**What you will do**
Reproduce every line from the start of the records up to and including the line with "[33,163,174,203]", requests included, shifting each bounding box coordinate in the answers up by 35.

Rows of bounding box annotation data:
***
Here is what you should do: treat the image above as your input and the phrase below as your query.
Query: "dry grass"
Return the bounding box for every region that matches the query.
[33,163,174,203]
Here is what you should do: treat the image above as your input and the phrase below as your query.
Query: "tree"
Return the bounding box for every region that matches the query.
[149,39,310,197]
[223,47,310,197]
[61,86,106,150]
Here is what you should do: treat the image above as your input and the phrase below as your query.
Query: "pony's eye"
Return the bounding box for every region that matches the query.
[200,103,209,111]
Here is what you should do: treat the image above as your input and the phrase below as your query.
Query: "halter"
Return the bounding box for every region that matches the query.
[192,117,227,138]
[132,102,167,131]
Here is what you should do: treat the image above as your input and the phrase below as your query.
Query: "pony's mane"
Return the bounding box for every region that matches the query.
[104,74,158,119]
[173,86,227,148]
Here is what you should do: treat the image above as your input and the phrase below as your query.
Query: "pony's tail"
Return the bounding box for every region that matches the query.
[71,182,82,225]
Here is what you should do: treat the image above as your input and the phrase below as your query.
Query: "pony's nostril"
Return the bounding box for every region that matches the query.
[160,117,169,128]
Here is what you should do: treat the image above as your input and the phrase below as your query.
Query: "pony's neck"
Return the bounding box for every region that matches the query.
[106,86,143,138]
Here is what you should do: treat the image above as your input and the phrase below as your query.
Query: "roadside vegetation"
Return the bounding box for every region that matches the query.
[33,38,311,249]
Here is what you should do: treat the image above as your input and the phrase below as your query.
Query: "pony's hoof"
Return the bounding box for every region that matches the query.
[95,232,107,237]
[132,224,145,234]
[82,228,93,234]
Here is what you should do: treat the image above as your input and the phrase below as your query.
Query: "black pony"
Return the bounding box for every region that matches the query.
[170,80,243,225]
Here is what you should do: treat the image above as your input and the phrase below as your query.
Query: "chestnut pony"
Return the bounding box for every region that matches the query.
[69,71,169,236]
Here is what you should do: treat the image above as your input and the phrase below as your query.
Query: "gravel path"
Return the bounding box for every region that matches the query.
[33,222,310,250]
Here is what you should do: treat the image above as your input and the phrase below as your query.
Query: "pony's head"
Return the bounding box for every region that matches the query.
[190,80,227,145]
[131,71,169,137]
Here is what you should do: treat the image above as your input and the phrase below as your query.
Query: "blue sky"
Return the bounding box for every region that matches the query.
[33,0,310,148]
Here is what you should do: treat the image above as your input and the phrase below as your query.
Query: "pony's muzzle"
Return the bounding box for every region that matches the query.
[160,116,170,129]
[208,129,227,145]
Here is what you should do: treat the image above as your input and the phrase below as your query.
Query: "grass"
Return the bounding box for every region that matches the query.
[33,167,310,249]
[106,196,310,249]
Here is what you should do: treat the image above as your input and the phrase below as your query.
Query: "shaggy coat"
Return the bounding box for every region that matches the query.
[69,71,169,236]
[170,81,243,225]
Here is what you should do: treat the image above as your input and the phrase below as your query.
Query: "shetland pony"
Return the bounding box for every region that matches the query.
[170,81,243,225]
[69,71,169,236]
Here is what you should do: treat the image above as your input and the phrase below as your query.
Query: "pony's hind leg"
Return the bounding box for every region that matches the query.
***
**Output**
Here is what you should do: treat the image above as your input and the phrase below as your query.
Query: "dry grass"
Return the bounding box for every region that matches the query.
[68,198,209,238]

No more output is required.